*TASK 1*
Repeat the stretch of the ovarian cancer abstract from "Objective: Women with" through "a cross-sectional design.".
*TASK 2*
Using the ovarian cancer abstract, explain in one to three sentences why the psychosocial variables were entered after the demographic and medical variables in each analysis.

*PROVIDED PASSAGE*
* * * *

Objective: Women with ovarian cancer face a poor prognosis, with prolonged periods of treatment but relatively high levels of physical functioning. Their thoughts and feelings regarding the prospect of dying are complex and have not been adequately studied. Various demographic, medical and psychosocial factors were examined to determine their independent associations with fear of dying and hopelessness in a cross-sectional design.

Method: Two hundred fifty-four ovarian cancer patients were assessed at the beginning of a new chemotherapy regimen. Separate logistic regressions were performed for worry about dying and loss of hope. For each analysis, psychosocial variables were entered after the demographic and medical variables to determine whether the psychosocial variables had an independent association with the respective outcome.

* * * *

*Records from a data collection*

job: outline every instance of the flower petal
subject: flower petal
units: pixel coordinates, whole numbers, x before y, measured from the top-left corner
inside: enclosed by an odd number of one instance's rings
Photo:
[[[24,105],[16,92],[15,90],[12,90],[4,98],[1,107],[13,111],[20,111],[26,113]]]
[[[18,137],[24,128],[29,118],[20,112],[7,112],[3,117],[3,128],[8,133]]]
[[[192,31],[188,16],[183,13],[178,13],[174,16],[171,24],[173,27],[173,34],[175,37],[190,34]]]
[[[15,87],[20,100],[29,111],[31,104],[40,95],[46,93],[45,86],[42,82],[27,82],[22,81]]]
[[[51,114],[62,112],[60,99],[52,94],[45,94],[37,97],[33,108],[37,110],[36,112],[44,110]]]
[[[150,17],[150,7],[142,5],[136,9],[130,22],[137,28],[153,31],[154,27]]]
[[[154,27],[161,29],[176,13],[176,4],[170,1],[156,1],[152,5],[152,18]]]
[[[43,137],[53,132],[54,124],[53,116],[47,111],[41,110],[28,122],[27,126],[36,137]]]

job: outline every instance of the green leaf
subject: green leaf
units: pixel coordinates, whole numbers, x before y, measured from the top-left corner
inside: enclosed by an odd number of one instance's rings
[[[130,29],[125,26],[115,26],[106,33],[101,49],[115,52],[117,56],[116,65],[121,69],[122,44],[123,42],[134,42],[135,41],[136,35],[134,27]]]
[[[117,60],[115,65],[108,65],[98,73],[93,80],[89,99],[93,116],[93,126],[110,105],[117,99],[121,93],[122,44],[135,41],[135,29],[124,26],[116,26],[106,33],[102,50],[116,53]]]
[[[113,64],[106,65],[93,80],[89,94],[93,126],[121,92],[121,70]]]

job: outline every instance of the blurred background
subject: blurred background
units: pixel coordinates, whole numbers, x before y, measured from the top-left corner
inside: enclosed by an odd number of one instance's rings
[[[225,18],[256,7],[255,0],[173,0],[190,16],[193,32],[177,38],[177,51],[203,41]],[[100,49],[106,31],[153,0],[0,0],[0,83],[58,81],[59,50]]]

* * * *

*EXERCISE RESULT 1*
Objective: Women with ovarian cancer face a poor prognosis, with prolonged periods of treatment but relatively high levels of physical functioning. Their thoughts and feelings regarding the prospect of dying are complex and have not been adequately studied. Various demographic, medical and psychosocial factors were examined to determine their independent associations with fear of dying and hopelessness in a cross-sectional design.

*EXERCISE RESULT 2*
The psychosocial variables were entered after the demographic and medical variables to determine whether they had an independent association with the outcome in question. The outcomes were worry about dying and loss of hope.